Problem to solve ▸
Would you transcribe the listing that follows, character for character, and omit its images?

[Source records]
◇ ◇ ◇
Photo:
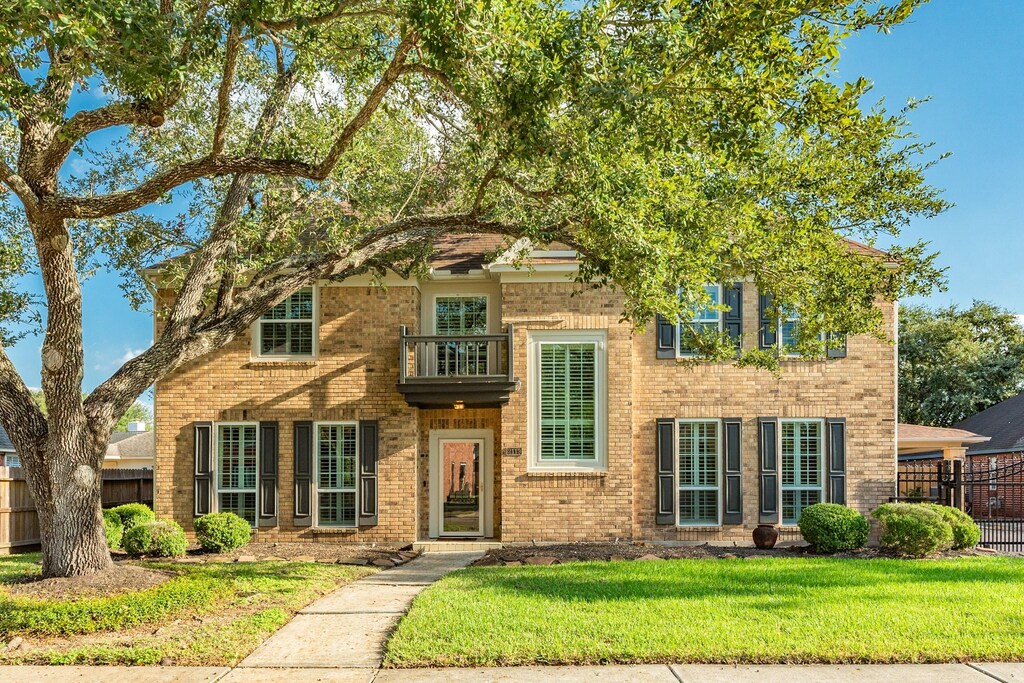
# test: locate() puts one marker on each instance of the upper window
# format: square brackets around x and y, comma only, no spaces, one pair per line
[237,453]
[288,329]
[697,472]
[567,410]
[802,467]
[336,476]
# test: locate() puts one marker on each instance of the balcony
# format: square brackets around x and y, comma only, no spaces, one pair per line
[470,371]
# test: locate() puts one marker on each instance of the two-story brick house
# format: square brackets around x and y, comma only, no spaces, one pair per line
[496,401]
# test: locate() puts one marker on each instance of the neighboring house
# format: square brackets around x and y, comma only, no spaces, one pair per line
[8,457]
[489,401]
[133,449]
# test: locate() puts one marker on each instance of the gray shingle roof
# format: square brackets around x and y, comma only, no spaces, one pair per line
[1004,422]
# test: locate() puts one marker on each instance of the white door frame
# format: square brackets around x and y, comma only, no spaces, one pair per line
[486,477]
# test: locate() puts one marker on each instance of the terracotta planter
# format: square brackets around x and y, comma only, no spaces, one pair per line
[765,537]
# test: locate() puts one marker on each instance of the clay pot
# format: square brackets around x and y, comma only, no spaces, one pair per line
[765,537]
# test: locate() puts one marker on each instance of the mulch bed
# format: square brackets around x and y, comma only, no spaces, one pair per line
[121,579]
[582,552]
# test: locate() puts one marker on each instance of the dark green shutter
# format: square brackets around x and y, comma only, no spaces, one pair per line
[666,513]
[768,334]
[836,446]
[667,337]
[732,319]
[267,474]
[203,475]
[732,507]
[369,454]
[768,463]
[303,437]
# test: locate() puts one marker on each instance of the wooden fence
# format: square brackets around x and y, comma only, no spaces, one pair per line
[18,522]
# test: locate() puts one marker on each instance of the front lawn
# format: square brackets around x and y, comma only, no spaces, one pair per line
[210,614]
[755,610]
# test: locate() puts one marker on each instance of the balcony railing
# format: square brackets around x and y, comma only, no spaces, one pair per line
[456,371]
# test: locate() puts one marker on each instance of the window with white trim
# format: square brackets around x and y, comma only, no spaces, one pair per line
[697,461]
[288,330]
[567,412]
[237,457]
[802,455]
[707,319]
[337,451]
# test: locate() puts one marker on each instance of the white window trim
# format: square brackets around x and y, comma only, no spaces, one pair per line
[535,341]
[257,335]
[821,466]
[718,473]
[215,507]
[681,323]
[315,482]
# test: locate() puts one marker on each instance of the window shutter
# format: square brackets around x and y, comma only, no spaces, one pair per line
[732,509]
[768,334]
[732,319]
[203,481]
[666,481]
[839,351]
[768,460]
[303,434]
[369,452]
[267,474]
[667,340]
[836,445]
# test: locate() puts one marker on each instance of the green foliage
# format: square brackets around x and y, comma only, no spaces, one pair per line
[114,528]
[222,531]
[956,361]
[832,527]
[967,534]
[132,514]
[912,529]
[158,539]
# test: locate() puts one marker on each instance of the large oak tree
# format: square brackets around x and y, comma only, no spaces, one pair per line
[672,143]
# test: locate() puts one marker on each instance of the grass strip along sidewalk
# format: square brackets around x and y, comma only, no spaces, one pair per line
[756,610]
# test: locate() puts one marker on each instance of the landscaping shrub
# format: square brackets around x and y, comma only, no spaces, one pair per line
[157,539]
[114,528]
[967,534]
[832,527]
[912,529]
[133,513]
[222,531]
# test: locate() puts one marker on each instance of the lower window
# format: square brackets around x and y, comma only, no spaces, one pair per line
[237,452]
[802,459]
[336,462]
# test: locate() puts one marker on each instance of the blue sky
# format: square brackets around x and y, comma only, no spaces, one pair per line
[966,54]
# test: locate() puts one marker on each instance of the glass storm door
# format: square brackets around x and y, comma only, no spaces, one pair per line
[461,505]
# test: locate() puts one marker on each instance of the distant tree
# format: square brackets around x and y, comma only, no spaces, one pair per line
[955,361]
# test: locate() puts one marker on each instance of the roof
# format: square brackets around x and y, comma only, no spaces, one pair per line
[1003,422]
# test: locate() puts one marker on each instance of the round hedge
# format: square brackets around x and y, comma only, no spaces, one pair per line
[133,514]
[913,529]
[114,528]
[222,531]
[157,539]
[832,527]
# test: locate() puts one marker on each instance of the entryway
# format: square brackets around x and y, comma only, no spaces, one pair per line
[461,483]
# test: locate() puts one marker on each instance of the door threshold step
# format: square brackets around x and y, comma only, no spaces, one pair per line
[455,546]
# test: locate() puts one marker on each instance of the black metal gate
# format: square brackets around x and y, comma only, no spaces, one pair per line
[988,488]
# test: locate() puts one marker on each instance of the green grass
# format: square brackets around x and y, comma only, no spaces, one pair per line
[763,610]
[209,614]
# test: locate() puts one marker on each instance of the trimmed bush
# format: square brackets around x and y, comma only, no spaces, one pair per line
[967,534]
[114,528]
[912,529]
[222,531]
[133,513]
[157,539]
[832,527]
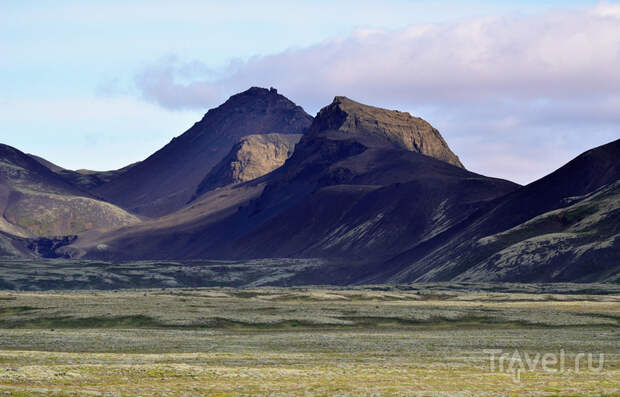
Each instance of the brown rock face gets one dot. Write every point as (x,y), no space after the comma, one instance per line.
(400,128)
(252,157)
(167,180)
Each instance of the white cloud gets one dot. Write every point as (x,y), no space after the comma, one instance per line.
(515,96)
◇ ◇ ◇
Task response ▸
Photo:
# test: locate() puts one marker on each instance of the upper window
# format: square brackets around x and y, comma only, no spaces, one pair per line
[237,453]
[288,329]
[697,472]
[567,410]
[802,467]
[336,476]
# test: locate() puts one marker on each instance of the balcony
# format: square brackets around x and y, comma only, no spaces, one pair per line
[470,371]
# test: locate() puts one marker on each instance of the two-story brick house
# format: square brackets around x and y, comma only, no spaces, one pair per line
[496,401]
# test: locate() puts one marker on each instance of the neighboring house
# format: square brackets around x and y, comma only, no spaces, one pair per line
[8,457]
[489,401]
[133,449]
# test: locate() puts one marker on each instance of the gray shingle roof
# format: square brackets around x and y, comma only, no spaces, one pair per line
[1004,422]
# test: locate() puts one marker on each instance of the white door frame
# format: square brackets around x and y, comma only, no spaces, one pair per line
[486,477]
# test: locate() puts one marker on each instance of the terracotta planter
# format: square brackets around x and y, comma only, no spaces, one pair per line
[765,537]
# test: locate() puts one marker on each instance of the clay pot
# format: square brackets around x and y, comma only, no spaces, one pair per line
[765,537]
# test: locate() puts one marker on each instance of the mulch bed
# format: square brackets around x and y, comma only, no spaces, one pair per line
[121,579]
[582,552]
# test: locate() puts one marker on each instance of the dark green shutter
# format: square brackets around x and y, comma only, no spaces, one pair per line
[666,513]
[768,334]
[836,446]
[667,337]
[732,319]
[267,474]
[203,475]
[732,507]
[369,454]
[768,463]
[303,437]
# test: locate() puts one marker on each instance of the wooden fence
# format: square brackets around x and y, comma only, no spaces, one pair per line
[18,522]
# test: locate() puts one marker on each instance of the front lawn
# format: square brackets around x and y, comma only, no spaces, one pair per line
[210,614]
[755,610]
# test: locate() puts one marker on each instance of the balcony railing
# format: square brackets around x and y, comma only, no spaces, one pair per line
[456,371]
# test: locate() puts one marker on each instance of the window with white trim
# format: square brackets around x and y, comma only, no spaces, one pair per line
[697,461]
[288,330]
[567,412]
[237,457]
[802,455]
[707,319]
[337,451]
# test: locate() puts one marker on each instance of the white window trim
# format: square brackets around x and y, comma only, no spaces, one pair per line
[535,341]
[257,335]
[821,466]
[718,473]
[215,507]
[681,323]
[315,482]
# test: locate() puts one marker on each instance of the window shutter
# format: square brackets around x and y, comma only, no spaces, one pair per line
[732,509]
[768,334]
[732,319]
[203,481]
[666,481]
[839,351]
[768,460]
[303,434]
[369,452]
[267,474]
[667,340]
[836,445]
# test: locate() puts one marker on each instance of the green foliage
# format: square brackets around x and y, comma only, no spaces, one pair per line
[114,528]
[222,531]
[956,361]
[832,527]
[967,534]
[132,514]
[912,529]
[158,539]
# test: locate() puts one marker on each instance of the large oak tree
# format: square brackets around x and y, comma only, no spaces, one pair per line
[672,143]
# test: locate() puts one marker on each instance of the grass strip along sidewalk
# format: square brackets around x and y, comma only, no spaces, one pair per line
[756,610]
# test: locate() puts one marker on each instance of the landscaping shrub
# format: square brackets around x and y, comma only, no spaces, one pair per line
[157,539]
[114,528]
[967,534]
[832,527]
[912,529]
[133,513]
[222,531]
# test: locate() puts one marker on each instance of the lower window
# format: square brackets around x and y, comma only, no spaces, one pair per line
[237,452]
[802,459]
[336,462]
# test: locate() puts one marker on each instance of the blue sky
# format: square brackets around x and y, comma only, no spaces, one pair per line
[966,54]
# test: locate() puts one marker on each instance of the glass storm door
# format: square brackets around x and y, comma only, no spaces, one pair per line
[461,505]
# test: locate() puts one marker on each instance of the distant tree
# format: square brackets around x and y, comma only, no spaces, one pair per line
[955,361]
# test: locate() puts one marker on each instance of the roof
# format: square brackets around x and y, comma only, no spaces, one pair per line
[1003,422]
# test: locate() puts one marker on each instance of the round hedge
# format: square brackets around x and y, comma only, no spaces, one pair per line
[133,514]
[913,529]
[114,528]
[222,531]
[157,539]
[832,527]
# test: locate() puts one marker on each instance of the entryway
# format: square brackets around x and y, comma only, no spaces, one pair per line
[461,483]
# test: locate() puts one marker on each instance of the door threshold step
# format: square brackets around x and y, comma only, no spaces, one pair per line
[455,546]
# test: locate() puts one marker on each instance of the black metal gate
# format: square brackets around x and y, comma only, no spaces, one pair per line
[988,488]
# test: locate() puts one marker on each instance of the green grass
# format: square brackets around x and y, comma only, no spaces, one pair per line
[763,610]
[209,614]
# test: locate() puts one marker on each instance of the trimmed bush
# format: square brackets around x and y, comma only, no spaces, one pair per line
[967,534]
[114,528]
[912,529]
[222,531]
[133,513]
[157,539]
[832,527]
Each instance of the brown rock face gets one dot. Write every point as (x,y), no space after the comma, one instance per line.
(400,128)
(252,157)
(167,180)
Each instance of the white cloud gets one dot. Write every point as (x,y), no space after the comma, one instance per line.
(515,96)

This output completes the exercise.